— Saved data entries —
.....
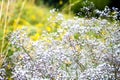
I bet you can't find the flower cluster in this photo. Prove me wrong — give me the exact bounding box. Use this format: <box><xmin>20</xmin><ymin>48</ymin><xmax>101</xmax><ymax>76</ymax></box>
<box><xmin>9</xmin><ymin>12</ymin><xmax>120</xmax><ymax>80</ymax></box>
<box><xmin>0</xmin><ymin>68</ymin><xmax>6</xmax><ymax>80</ymax></box>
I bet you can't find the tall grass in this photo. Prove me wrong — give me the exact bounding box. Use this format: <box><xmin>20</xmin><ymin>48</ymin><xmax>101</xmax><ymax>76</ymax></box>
<box><xmin>0</xmin><ymin>0</ymin><xmax>26</xmax><ymax>68</ymax></box>
<box><xmin>13</xmin><ymin>0</ymin><xmax>26</xmax><ymax>30</ymax></box>
<box><xmin>0</xmin><ymin>0</ymin><xmax>10</xmax><ymax>68</ymax></box>
<box><xmin>1</xmin><ymin>0</ymin><xmax>10</xmax><ymax>54</ymax></box>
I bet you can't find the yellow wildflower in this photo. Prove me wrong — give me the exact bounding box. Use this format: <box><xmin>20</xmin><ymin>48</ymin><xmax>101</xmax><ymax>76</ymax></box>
<box><xmin>17</xmin><ymin>25</ymin><xmax>23</xmax><ymax>29</ymax></box>
<box><xmin>46</xmin><ymin>26</ymin><xmax>52</xmax><ymax>32</ymax></box>
<box><xmin>36</xmin><ymin>23</ymin><xmax>43</xmax><ymax>28</ymax></box>
<box><xmin>20</xmin><ymin>19</ymin><xmax>30</xmax><ymax>25</ymax></box>
<box><xmin>31</xmin><ymin>15</ymin><xmax>36</xmax><ymax>20</ymax></box>
<box><xmin>30</xmin><ymin>33</ymin><xmax>40</xmax><ymax>41</ymax></box>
.....
— What the task requires —
Transcribe exactly, and only, the lines that extend from the one containing "I bet you can't find the tall" to the end of the records above, inclusive of both.

— Task output —
I bet you can't find the tall grass in this photo. Prove me wrong — give me the exact bounding box. Use this format: <box><xmin>20</xmin><ymin>48</ymin><xmax>101</xmax><ymax>76</ymax></box>
<box><xmin>0</xmin><ymin>0</ymin><xmax>26</xmax><ymax>68</ymax></box>
<box><xmin>13</xmin><ymin>0</ymin><xmax>26</xmax><ymax>30</ymax></box>
<box><xmin>0</xmin><ymin>0</ymin><xmax>10</xmax><ymax>68</ymax></box>
<box><xmin>1</xmin><ymin>0</ymin><xmax>10</xmax><ymax>54</ymax></box>
I bet you can't find the yellow wildflower in this photo. Prove me wrong — give me the exact bounding box. Use this format: <box><xmin>20</xmin><ymin>48</ymin><xmax>101</xmax><ymax>76</ymax></box>
<box><xmin>17</xmin><ymin>25</ymin><xmax>23</xmax><ymax>29</ymax></box>
<box><xmin>46</xmin><ymin>26</ymin><xmax>52</xmax><ymax>32</ymax></box>
<box><xmin>36</xmin><ymin>23</ymin><xmax>43</xmax><ymax>28</ymax></box>
<box><xmin>20</xmin><ymin>19</ymin><xmax>30</xmax><ymax>25</ymax></box>
<box><xmin>31</xmin><ymin>15</ymin><xmax>36</xmax><ymax>20</ymax></box>
<box><xmin>30</xmin><ymin>33</ymin><xmax>40</xmax><ymax>41</ymax></box>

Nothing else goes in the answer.